WHAT YOU SHOULD DO> What you return must match the records word for word.
-*-
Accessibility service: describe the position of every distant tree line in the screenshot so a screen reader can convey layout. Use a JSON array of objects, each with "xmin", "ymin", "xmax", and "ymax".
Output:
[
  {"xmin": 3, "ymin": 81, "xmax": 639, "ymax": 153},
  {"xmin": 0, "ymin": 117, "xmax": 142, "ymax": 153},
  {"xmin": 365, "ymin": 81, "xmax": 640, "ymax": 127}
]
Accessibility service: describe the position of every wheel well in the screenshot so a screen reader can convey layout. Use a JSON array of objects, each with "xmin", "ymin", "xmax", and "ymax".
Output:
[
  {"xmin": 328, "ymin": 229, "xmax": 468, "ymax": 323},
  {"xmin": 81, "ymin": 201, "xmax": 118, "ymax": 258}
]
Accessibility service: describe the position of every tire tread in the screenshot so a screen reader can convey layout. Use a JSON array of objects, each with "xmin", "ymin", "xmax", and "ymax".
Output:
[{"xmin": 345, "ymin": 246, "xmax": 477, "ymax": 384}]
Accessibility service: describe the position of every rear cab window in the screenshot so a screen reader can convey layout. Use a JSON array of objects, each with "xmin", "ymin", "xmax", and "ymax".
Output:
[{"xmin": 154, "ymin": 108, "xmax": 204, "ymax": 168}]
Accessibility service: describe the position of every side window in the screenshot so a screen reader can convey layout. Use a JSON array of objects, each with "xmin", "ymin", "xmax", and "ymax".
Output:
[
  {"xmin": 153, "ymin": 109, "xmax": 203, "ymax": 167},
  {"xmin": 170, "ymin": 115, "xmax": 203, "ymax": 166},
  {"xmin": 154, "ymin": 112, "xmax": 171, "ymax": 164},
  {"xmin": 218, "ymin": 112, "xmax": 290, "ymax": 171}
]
-*-
RESULT FOR THIS TASK>
Accessibility service: describe the position of every distant tree line in the screenshot so a screen reader can convey layout. Use a JSON array of objects, each with "xmin", "ymin", "xmax", and "ymax".
Output:
[
  {"xmin": 3, "ymin": 81, "xmax": 639, "ymax": 153},
  {"xmin": 0, "ymin": 117, "xmax": 142, "ymax": 153},
  {"xmin": 365, "ymin": 81, "xmax": 640, "ymax": 127}
]
Accessibility service: describe the position of every wheel well in the screenshot so a screen reader can convey layout. Use a JSON array of objects, each with "xmin", "ymin", "xmax", and "ymax".
Output:
[
  {"xmin": 328, "ymin": 229, "xmax": 468, "ymax": 323},
  {"xmin": 81, "ymin": 201, "xmax": 118, "ymax": 258}
]
Accessibility service: describe the position of every tire tread in the screenshot so a screen reader can convey layout. Use a JSON array of objects, each with "xmin", "ymin", "xmax", and "ymax".
Output:
[{"xmin": 345, "ymin": 246, "xmax": 477, "ymax": 384}]
Accessibility service: describe the position of every rear cab window in the screenshot so a screen reader can convey layout. Use a JSON array of objects, each with "xmin", "ymin", "xmax", and "ymax".
Output:
[{"xmin": 154, "ymin": 108, "xmax": 204, "ymax": 168}]
Accessibility service: describe the position of every side window in the screenshot so a screen reader can convey layout. Use a JSON array of objects, each with "xmin", "ymin", "xmax", and "ymax".
Output:
[
  {"xmin": 153, "ymin": 109, "xmax": 203, "ymax": 167},
  {"xmin": 170, "ymin": 115, "xmax": 203, "ymax": 166},
  {"xmin": 154, "ymin": 112, "xmax": 171, "ymax": 164},
  {"xmin": 218, "ymin": 112, "xmax": 290, "ymax": 171}
]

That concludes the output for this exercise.